▶ **REQUEST**
Render the rows below as a numbered list, leaving out blank lines and omitting the pictures.

▶ **Stored items**
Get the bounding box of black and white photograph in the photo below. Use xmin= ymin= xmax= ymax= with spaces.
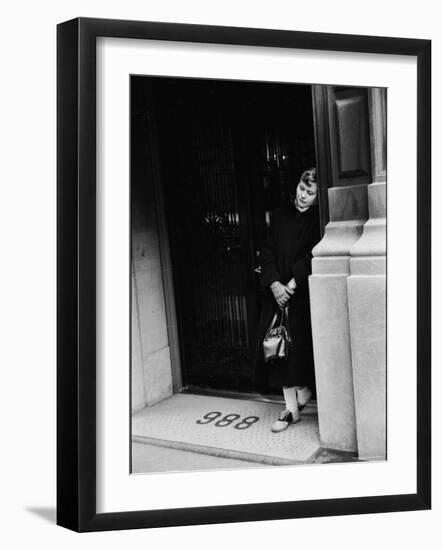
xmin=130 ymin=75 xmax=388 ymax=474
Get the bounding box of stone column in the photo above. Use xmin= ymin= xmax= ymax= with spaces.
xmin=347 ymin=182 xmax=387 ymax=459
xmin=309 ymin=184 xmax=368 ymax=452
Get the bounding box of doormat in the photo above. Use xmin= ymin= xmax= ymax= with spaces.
xmin=132 ymin=394 xmax=319 ymax=465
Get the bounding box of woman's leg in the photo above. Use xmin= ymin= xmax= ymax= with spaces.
xmin=272 ymin=386 xmax=301 ymax=432
xmin=282 ymin=386 xmax=298 ymax=414
xmin=295 ymin=386 xmax=313 ymax=410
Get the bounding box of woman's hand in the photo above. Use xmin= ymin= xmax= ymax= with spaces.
xmin=270 ymin=281 xmax=294 ymax=308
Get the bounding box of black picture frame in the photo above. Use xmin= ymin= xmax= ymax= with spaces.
xmin=57 ymin=18 xmax=431 ymax=532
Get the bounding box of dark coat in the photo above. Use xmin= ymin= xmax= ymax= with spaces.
xmin=256 ymin=204 xmax=320 ymax=388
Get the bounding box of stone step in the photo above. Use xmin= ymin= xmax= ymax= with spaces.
xmin=132 ymin=394 xmax=319 ymax=465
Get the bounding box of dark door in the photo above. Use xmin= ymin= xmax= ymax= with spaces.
xmin=153 ymin=79 xmax=314 ymax=391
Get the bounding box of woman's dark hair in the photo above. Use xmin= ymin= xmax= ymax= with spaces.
xmin=289 ymin=166 xmax=317 ymax=203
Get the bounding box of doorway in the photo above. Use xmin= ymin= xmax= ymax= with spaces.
xmin=145 ymin=78 xmax=315 ymax=393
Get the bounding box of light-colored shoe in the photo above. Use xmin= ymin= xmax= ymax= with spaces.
xmin=296 ymin=386 xmax=312 ymax=411
xmin=272 ymin=410 xmax=301 ymax=433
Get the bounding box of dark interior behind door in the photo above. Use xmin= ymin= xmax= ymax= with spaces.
xmin=153 ymin=78 xmax=315 ymax=391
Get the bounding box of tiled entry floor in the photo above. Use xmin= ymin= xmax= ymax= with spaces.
xmin=132 ymin=394 xmax=319 ymax=465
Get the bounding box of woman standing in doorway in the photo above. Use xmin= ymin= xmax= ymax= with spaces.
xmin=258 ymin=168 xmax=320 ymax=432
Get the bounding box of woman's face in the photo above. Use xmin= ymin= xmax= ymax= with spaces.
xmin=296 ymin=181 xmax=318 ymax=208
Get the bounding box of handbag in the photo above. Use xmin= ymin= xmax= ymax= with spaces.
xmin=262 ymin=307 xmax=292 ymax=363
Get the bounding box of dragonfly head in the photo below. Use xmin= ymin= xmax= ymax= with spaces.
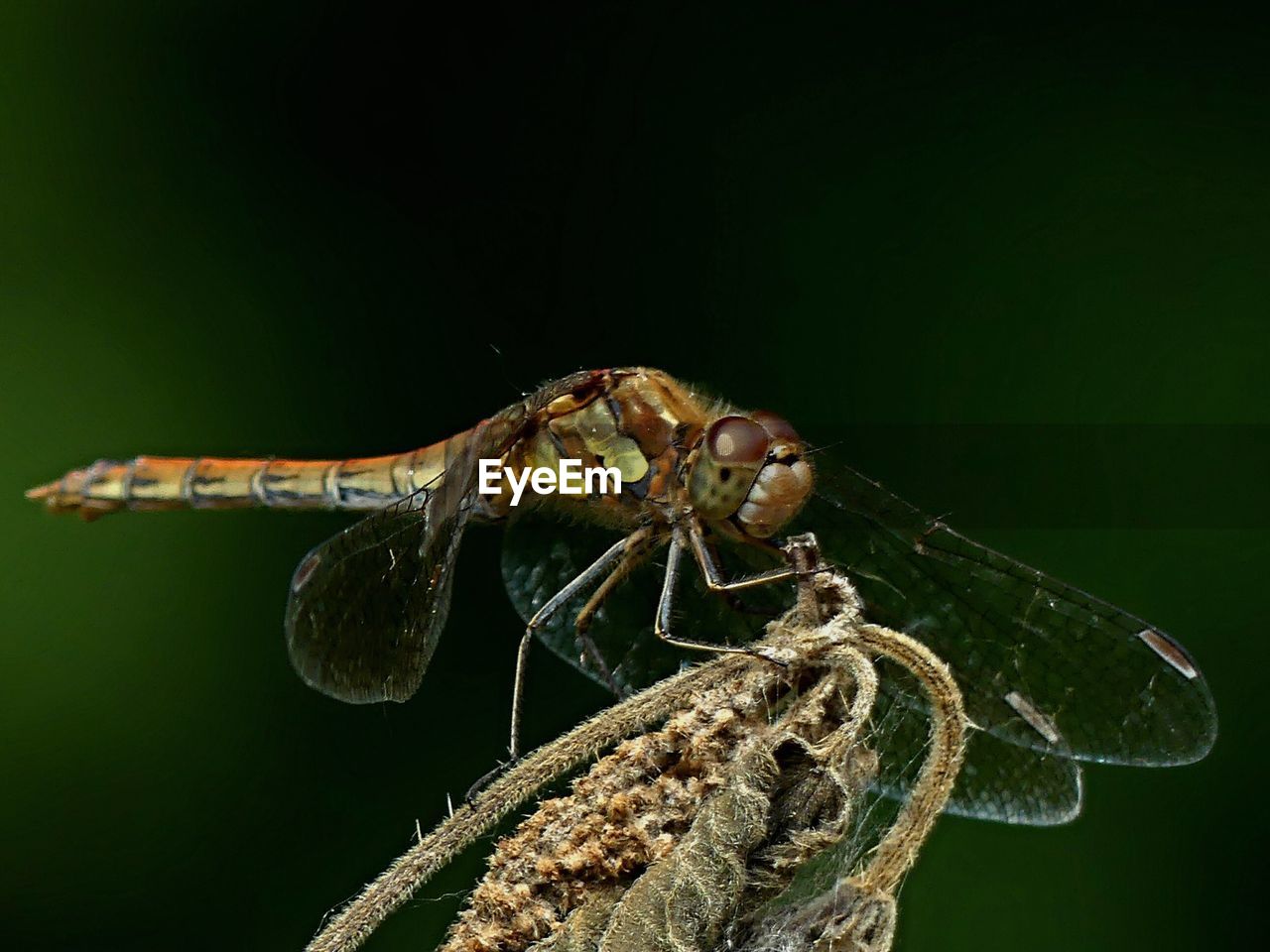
xmin=689 ymin=410 xmax=812 ymax=538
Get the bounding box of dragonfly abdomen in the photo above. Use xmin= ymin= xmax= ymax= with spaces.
xmin=27 ymin=440 xmax=461 ymax=520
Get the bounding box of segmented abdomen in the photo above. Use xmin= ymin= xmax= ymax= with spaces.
xmin=27 ymin=434 xmax=467 ymax=520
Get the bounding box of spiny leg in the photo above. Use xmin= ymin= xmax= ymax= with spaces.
xmin=702 ymin=538 xmax=784 ymax=618
xmin=572 ymin=526 xmax=657 ymax=697
xmin=508 ymin=538 xmax=629 ymax=761
xmin=653 ymin=528 xmax=775 ymax=661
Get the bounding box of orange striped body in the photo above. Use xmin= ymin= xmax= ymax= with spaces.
xmin=27 ymin=368 xmax=726 ymax=523
xmin=27 ymin=434 xmax=466 ymax=520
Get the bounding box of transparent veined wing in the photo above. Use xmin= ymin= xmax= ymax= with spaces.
xmin=286 ymin=405 xmax=525 ymax=703
xmin=503 ymin=511 xmax=777 ymax=693
xmin=800 ymin=466 xmax=1216 ymax=766
xmin=286 ymin=489 xmax=471 ymax=704
xmin=863 ymin=660 xmax=1083 ymax=826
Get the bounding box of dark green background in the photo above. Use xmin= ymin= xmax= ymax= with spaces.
xmin=0 ymin=0 xmax=1270 ymax=952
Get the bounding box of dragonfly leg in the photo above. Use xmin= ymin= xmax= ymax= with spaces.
xmin=572 ymin=526 xmax=657 ymax=697
xmin=508 ymin=538 xmax=629 ymax=761
xmin=702 ymin=538 xmax=780 ymax=618
xmin=653 ymin=530 xmax=772 ymax=660
xmin=689 ymin=520 xmax=804 ymax=594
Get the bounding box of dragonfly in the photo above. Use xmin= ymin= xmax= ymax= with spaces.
xmin=27 ymin=367 xmax=1216 ymax=825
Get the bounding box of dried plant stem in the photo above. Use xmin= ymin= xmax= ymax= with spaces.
xmin=852 ymin=625 xmax=965 ymax=894
xmin=308 ymin=654 xmax=752 ymax=952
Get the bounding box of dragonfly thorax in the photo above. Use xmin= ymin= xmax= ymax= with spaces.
xmin=689 ymin=412 xmax=812 ymax=538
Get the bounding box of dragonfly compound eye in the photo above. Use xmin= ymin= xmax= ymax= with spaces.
xmin=750 ymin=410 xmax=803 ymax=443
xmin=689 ymin=416 xmax=772 ymax=520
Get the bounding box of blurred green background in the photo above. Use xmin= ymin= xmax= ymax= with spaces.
xmin=0 ymin=0 xmax=1270 ymax=952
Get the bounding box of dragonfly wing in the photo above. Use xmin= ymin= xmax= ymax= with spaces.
xmin=503 ymin=512 xmax=793 ymax=692
xmin=802 ymin=466 xmax=1216 ymax=766
xmin=286 ymin=489 xmax=471 ymax=704
xmin=865 ymin=661 xmax=1083 ymax=826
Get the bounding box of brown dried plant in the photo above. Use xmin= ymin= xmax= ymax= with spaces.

▶ **COMPLETE RESPONSE**
1. Get the bounding box of black and white photograph in the photo below. Use xmin= ymin= xmax= ymax= with spaces.
2. xmin=130 ymin=75 xmax=388 ymax=474
3. Get the bounding box of stone column in the photo above. Use xmin= ymin= xmax= ymax= with spaces.
4. xmin=347 ymin=182 xmax=387 ymax=459
5. xmin=309 ymin=184 xmax=368 ymax=452
6. Get the bounding box of doormat in the photo above. Use xmin= ymin= xmax= ymax= with spaces.
7. xmin=132 ymin=394 xmax=319 ymax=465
8. Get the bounding box of woman's leg in the photo above. Use xmin= ymin= xmax= ymax= with spaces.
9. xmin=272 ymin=386 xmax=301 ymax=432
10. xmin=282 ymin=386 xmax=298 ymax=414
11. xmin=295 ymin=386 xmax=313 ymax=410
12. Get the bounding box of woman's hand in the photo above. Use xmin= ymin= xmax= ymax= with spaces.
13. xmin=270 ymin=281 xmax=294 ymax=308
14. Get the bounding box of black picture frame in the photo above. Use xmin= ymin= xmax= ymax= with spaces.
15. xmin=57 ymin=18 xmax=431 ymax=532
16. Get the bounding box of dark coat in the photo above. Use xmin= ymin= xmax= ymax= with spaces.
17. xmin=256 ymin=204 xmax=320 ymax=388
18. Get the bounding box of stone step in the photo above. Use xmin= ymin= xmax= ymax= with spaces.
19. xmin=132 ymin=394 xmax=319 ymax=465
20. Get the bounding box of dark door in the photo above. Use xmin= ymin= xmax= ymax= with spaces.
21. xmin=153 ymin=79 xmax=314 ymax=391
22. Get the bounding box of woman's dark hair in the photo above. Use xmin= ymin= xmax= ymax= with spaces.
23. xmin=289 ymin=166 xmax=317 ymax=203
24. Get the bounding box of doorway in the photo above. Use xmin= ymin= xmax= ymax= with spaces.
25. xmin=145 ymin=78 xmax=315 ymax=393
26. Get the bounding box of light-colored shoe in the photo above. Use xmin= ymin= xmax= ymax= with spaces.
27. xmin=296 ymin=386 xmax=312 ymax=411
28. xmin=272 ymin=410 xmax=301 ymax=433
29. Get the bounding box of dark interior behind door in the photo above. Use xmin= ymin= xmax= ymax= with spaces.
30. xmin=153 ymin=78 xmax=315 ymax=391
31. Get the bounding box of tiled entry floor in the photo above. Use xmin= ymin= xmax= ymax= with spaces.
32. xmin=132 ymin=394 xmax=319 ymax=465
33. Get the bounding box of woman standing in doorway in the photo above. Use xmin= ymin= xmax= ymax= with spaces.
34. xmin=258 ymin=168 xmax=320 ymax=432
35. Get the bounding box of woman's face in the photo above. Use xmin= ymin= xmax= ymax= with spaces.
36. xmin=296 ymin=181 xmax=318 ymax=208
37. Get the bounding box of handbag in the photo above. Use xmin= ymin= xmax= ymax= with spaces.
38. xmin=262 ymin=307 xmax=292 ymax=363
39. Get the bounding box of dragonfly head in the photo below. Use xmin= ymin= xmax= ymax= with spaces.
40. xmin=689 ymin=410 xmax=812 ymax=538
41. Get the bounding box of dragonfly abdomen in the photo above. Use xmin= ymin= xmax= ymax= with spaces.
42. xmin=27 ymin=440 xmax=461 ymax=520
43. Get the bounding box of segmented abdomen in the photo above. Use xmin= ymin= xmax= ymax= with spaces.
44. xmin=27 ymin=434 xmax=467 ymax=520
45. Get the bounding box of spiny leg in the photo above. Use xmin= ymin= xmax= ymax= with spaces.
46. xmin=702 ymin=538 xmax=784 ymax=618
47. xmin=572 ymin=526 xmax=657 ymax=697
48. xmin=508 ymin=538 xmax=629 ymax=761
49. xmin=653 ymin=528 xmax=775 ymax=661
50. Get the bounding box of orange striped body in the photo above. Use xmin= ymin= xmax= ymax= with spaces.
51. xmin=27 ymin=368 xmax=726 ymax=523
52. xmin=27 ymin=434 xmax=466 ymax=520
53. Get the bounding box of transparent veined wing in the photo above. Use xmin= ymin= xmax= ymax= with spaces.
54. xmin=286 ymin=405 xmax=525 ymax=703
55. xmin=503 ymin=511 xmax=777 ymax=693
56. xmin=800 ymin=466 xmax=1216 ymax=766
57. xmin=286 ymin=489 xmax=471 ymax=704
58. xmin=863 ymin=660 xmax=1083 ymax=826
59. Get the bounding box of dark green background in the photo above. Use xmin= ymin= xmax= ymax= with spaces.
60. xmin=0 ymin=0 xmax=1270 ymax=952
61. Get the bounding box of dragonfly leg in the photo above. Use xmin= ymin= xmax= ymax= with spaces.
62. xmin=572 ymin=526 xmax=657 ymax=697
63. xmin=508 ymin=538 xmax=629 ymax=761
64. xmin=702 ymin=538 xmax=780 ymax=618
65. xmin=653 ymin=530 xmax=772 ymax=660
66. xmin=689 ymin=520 xmax=804 ymax=594
67. Get the bounding box of dragonfly in the photo above. Use xmin= ymin= xmax= ymax= with spaces.
68. xmin=27 ymin=367 xmax=1216 ymax=825
69. Get the bounding box of dried plant stem in the photo above. Use xmin= ymin= xmax= ymax= with spaces.
70. xmin=852 ymin=625 xmax=965 ymax=894
71. xmin=308 ymin=654 xmax=752 ymax=952
72. Get the bounding box of dragonfly thorax in the photo above. Use xmin= ymin= xmax= ymax= with spaces.
73. xmin=689 ymin=412 xmax=812 ymax=538
74. Get the bounding box of dragonfly compound eye in the photo above. Use xmin= ymin= xmax= ymax= with spaces.
75. xmin=750 ymin=410 xmax=803 ymax=443
76. xmin=689 ymin=416 xmax=772 ymax=520
77. Get the bounding box of blurred green background in the photo above. Use xmin= ymin= xmax= ymax= with spaces.
78. xmin=0 ymin=0 xmax=1270 ymax=952
79. Get the bounding box of dragonfly wing in the photo above. Use xmin= ymin= xmax= ymax= with spaces.
80. xmin=503 ymin=512 xmax=793 ymax=692
81. xmin=802 ymin=466 xmax=1216 ymax=766
82. xmin=286 ymin=489 xmax=471 ymax=704
83. xmin=865 ymin=661 xmax=1083 ymax=826
84. Get the bounding box of brown dried plant in the photo above. Use xmin= ymin= xmax= ymax= with spaces.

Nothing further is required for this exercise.